Task instructions: Restate word for word the lines of the entries below, starting with the line that holds "in [74, 62]." and ending with the line that holds "in [132, 70].", and no others.

---------- Record excerpts

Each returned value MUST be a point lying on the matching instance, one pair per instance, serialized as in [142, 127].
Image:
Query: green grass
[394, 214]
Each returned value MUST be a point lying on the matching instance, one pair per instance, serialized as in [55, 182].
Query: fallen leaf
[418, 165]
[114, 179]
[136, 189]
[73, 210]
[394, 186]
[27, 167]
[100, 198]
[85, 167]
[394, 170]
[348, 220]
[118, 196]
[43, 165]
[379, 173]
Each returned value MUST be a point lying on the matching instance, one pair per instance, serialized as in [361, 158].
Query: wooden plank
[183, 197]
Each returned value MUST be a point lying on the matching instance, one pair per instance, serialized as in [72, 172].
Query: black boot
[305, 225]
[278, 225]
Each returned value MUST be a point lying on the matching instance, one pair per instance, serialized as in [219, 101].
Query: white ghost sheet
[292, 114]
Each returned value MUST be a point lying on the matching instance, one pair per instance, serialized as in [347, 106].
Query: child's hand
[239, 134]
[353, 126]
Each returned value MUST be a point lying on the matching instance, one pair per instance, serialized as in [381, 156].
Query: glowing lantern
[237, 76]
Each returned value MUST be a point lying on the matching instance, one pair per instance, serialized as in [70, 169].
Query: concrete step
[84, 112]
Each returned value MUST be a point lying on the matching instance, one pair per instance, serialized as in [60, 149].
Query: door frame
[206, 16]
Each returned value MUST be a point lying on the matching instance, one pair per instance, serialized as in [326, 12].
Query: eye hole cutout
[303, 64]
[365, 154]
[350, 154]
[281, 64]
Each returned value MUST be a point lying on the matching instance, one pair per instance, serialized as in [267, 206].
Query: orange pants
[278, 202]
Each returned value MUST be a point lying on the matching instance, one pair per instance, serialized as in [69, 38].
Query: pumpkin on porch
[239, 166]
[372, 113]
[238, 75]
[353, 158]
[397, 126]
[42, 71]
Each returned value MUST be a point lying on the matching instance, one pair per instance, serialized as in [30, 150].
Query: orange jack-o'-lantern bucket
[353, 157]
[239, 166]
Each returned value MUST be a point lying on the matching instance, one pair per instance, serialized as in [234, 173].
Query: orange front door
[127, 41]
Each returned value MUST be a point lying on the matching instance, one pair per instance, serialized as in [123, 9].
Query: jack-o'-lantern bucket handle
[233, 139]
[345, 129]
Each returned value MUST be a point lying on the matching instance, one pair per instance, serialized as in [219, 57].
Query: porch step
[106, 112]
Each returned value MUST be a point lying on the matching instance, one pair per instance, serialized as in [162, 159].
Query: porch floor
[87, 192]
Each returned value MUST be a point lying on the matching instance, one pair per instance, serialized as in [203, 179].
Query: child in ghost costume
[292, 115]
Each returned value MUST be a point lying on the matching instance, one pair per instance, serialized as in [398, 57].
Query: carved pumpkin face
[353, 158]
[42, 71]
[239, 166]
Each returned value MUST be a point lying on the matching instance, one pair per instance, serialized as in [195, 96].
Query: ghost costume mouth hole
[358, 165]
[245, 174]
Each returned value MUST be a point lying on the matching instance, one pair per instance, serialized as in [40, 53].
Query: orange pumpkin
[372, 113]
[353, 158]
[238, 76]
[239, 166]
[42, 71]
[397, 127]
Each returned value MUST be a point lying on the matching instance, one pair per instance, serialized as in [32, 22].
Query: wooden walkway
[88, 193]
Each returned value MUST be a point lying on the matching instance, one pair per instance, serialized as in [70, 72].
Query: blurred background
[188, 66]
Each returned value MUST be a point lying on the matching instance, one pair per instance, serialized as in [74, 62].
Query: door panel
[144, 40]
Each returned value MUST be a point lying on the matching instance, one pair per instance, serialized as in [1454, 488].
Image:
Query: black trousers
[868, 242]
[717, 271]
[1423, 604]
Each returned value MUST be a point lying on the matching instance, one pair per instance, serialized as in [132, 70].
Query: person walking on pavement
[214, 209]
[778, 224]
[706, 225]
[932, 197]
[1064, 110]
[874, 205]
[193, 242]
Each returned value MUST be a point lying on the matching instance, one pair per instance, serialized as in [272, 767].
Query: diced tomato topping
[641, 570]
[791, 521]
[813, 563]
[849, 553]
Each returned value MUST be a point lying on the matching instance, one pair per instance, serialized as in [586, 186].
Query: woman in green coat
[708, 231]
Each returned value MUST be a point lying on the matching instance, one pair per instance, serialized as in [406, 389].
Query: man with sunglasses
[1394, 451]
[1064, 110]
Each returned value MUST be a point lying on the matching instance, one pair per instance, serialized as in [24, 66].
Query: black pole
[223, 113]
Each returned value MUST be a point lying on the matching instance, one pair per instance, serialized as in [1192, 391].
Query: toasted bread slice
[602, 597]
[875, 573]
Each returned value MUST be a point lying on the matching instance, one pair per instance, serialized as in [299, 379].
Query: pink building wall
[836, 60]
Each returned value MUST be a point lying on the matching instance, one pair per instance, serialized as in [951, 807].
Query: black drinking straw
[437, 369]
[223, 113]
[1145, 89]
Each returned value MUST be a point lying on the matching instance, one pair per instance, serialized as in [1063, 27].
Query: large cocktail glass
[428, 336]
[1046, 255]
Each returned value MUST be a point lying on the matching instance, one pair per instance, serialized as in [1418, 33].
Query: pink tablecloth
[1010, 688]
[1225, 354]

--------------------
---------- Record excerpts

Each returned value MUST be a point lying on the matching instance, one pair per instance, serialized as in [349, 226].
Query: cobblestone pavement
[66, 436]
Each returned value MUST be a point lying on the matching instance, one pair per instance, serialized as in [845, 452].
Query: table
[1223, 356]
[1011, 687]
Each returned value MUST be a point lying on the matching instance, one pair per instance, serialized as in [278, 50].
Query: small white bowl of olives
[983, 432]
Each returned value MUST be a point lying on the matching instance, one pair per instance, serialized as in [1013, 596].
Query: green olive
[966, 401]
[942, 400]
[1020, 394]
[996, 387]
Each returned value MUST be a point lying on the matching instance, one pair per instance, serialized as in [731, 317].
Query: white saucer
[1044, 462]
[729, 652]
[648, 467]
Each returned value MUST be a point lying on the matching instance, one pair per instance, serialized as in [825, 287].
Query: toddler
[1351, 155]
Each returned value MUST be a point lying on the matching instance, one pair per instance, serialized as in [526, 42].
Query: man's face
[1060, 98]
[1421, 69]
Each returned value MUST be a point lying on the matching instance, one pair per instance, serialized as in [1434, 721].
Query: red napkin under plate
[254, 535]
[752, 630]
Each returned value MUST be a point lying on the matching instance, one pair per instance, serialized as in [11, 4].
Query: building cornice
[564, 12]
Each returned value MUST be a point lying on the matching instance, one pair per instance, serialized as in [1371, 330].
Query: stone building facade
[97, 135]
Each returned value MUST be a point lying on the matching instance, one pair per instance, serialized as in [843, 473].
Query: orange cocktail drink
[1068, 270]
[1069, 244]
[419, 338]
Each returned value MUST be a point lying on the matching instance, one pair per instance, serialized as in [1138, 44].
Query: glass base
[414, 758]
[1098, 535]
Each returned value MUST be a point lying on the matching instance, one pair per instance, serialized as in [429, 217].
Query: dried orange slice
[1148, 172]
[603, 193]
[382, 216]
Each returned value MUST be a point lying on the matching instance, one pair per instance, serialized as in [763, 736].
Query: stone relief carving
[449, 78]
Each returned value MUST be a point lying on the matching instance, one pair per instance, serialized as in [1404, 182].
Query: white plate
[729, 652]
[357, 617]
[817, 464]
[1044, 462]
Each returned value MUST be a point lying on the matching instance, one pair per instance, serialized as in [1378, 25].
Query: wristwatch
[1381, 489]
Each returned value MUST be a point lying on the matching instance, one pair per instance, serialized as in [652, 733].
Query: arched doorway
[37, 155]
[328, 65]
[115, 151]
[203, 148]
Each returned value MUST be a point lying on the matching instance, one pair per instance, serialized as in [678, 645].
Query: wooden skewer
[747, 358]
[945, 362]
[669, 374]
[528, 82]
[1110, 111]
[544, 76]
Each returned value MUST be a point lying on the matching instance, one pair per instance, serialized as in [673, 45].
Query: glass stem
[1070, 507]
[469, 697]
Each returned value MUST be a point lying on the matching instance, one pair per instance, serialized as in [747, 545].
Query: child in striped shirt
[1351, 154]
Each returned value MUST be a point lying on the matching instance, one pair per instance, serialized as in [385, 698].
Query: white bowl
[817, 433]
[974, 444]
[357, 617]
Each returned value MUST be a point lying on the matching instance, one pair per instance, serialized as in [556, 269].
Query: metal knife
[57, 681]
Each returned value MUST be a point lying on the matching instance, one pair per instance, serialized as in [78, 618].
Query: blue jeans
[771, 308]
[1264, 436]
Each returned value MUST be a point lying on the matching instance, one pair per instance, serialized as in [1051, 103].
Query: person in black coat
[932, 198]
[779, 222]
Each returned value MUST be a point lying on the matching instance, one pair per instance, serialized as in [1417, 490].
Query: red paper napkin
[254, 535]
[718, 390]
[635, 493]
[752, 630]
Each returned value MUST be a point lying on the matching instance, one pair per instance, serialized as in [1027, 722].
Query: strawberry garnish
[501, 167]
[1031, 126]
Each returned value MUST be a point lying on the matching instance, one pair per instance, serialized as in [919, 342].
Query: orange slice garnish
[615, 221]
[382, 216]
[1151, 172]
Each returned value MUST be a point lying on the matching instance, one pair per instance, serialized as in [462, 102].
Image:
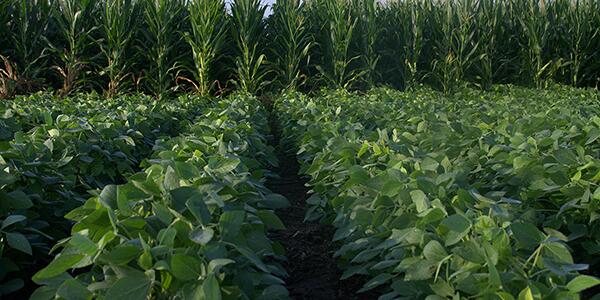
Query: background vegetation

--------------------

Answer to the exercise:
Each returned value MUST be a point lying on the matching instance, one pair per instance, serialized as in [74, 62].
Query: door panel
[144, 40]
Each returned value MUST be a point lying on the matching instance, one pair per instance, serialized as in [1454, 488].
Image:
Query: black trousers
[868, 242]
[717, 271]
[1423, 604]
Each returned value MUST be a point lying on the matching instance, one pair per instance, serialized as in [132, 70].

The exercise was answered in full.